TASK PROMPT >>
From the records below, extract every line that contains the string "snowy". Case counts.

((

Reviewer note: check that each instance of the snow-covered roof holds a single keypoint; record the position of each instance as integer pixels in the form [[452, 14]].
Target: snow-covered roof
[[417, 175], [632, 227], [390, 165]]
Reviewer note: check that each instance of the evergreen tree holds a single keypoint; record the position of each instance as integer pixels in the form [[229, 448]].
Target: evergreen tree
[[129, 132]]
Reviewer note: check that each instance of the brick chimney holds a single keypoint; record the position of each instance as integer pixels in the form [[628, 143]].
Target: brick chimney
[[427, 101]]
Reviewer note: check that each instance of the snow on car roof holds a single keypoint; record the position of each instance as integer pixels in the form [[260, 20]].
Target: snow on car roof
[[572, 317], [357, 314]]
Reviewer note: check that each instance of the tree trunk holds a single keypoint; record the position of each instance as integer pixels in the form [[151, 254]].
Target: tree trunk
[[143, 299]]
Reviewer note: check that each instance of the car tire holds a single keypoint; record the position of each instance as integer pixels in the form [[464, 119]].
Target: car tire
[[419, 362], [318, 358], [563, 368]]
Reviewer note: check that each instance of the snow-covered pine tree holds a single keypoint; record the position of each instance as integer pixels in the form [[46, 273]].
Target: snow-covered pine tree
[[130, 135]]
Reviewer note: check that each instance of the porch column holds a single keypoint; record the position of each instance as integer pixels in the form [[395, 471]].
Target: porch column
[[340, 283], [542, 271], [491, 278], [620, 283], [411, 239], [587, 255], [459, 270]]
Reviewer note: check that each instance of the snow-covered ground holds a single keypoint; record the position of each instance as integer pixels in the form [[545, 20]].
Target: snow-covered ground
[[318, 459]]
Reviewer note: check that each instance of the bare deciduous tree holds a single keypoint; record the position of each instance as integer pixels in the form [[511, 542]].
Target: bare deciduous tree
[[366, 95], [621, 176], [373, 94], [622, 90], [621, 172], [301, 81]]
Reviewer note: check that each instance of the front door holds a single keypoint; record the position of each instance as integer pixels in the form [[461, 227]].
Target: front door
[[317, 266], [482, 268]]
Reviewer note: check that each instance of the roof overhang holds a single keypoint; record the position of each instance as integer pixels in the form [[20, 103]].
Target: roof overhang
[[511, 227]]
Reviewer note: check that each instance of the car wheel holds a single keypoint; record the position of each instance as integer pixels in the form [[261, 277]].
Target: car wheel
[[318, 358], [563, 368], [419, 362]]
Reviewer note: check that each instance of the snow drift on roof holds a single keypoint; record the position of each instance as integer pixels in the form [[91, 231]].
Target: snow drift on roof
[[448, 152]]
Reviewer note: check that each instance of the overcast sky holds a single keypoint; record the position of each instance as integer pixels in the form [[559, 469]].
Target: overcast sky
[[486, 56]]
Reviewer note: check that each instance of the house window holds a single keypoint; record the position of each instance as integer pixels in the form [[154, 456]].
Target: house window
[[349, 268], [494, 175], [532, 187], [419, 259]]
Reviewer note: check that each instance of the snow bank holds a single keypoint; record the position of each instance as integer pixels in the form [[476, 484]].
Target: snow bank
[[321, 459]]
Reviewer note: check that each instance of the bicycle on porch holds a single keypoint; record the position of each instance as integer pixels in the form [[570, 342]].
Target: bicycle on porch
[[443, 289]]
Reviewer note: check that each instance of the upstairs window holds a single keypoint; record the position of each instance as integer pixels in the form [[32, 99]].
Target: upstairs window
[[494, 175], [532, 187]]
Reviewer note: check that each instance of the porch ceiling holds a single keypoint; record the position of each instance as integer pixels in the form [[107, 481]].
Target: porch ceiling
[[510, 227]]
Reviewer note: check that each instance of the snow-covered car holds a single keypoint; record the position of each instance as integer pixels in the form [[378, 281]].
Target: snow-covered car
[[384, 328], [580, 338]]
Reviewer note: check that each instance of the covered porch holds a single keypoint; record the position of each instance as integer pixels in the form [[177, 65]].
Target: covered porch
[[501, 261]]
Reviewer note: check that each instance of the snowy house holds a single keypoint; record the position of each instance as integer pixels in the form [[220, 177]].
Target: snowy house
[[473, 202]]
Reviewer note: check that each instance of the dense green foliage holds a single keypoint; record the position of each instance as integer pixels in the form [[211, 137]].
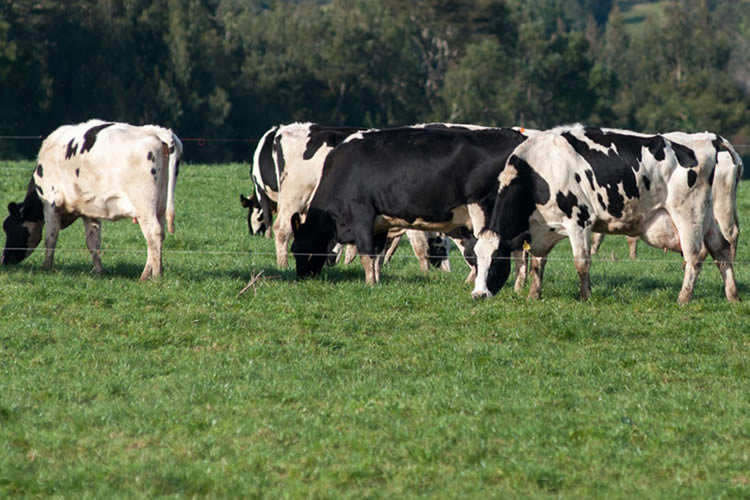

))

EXPECTED ANSWER >>
Reviewer note: check that each instance of the snowy house holds a single keypoint; record the position of each instance as integer pixels in the form [[220, 177]].
Target: snowy house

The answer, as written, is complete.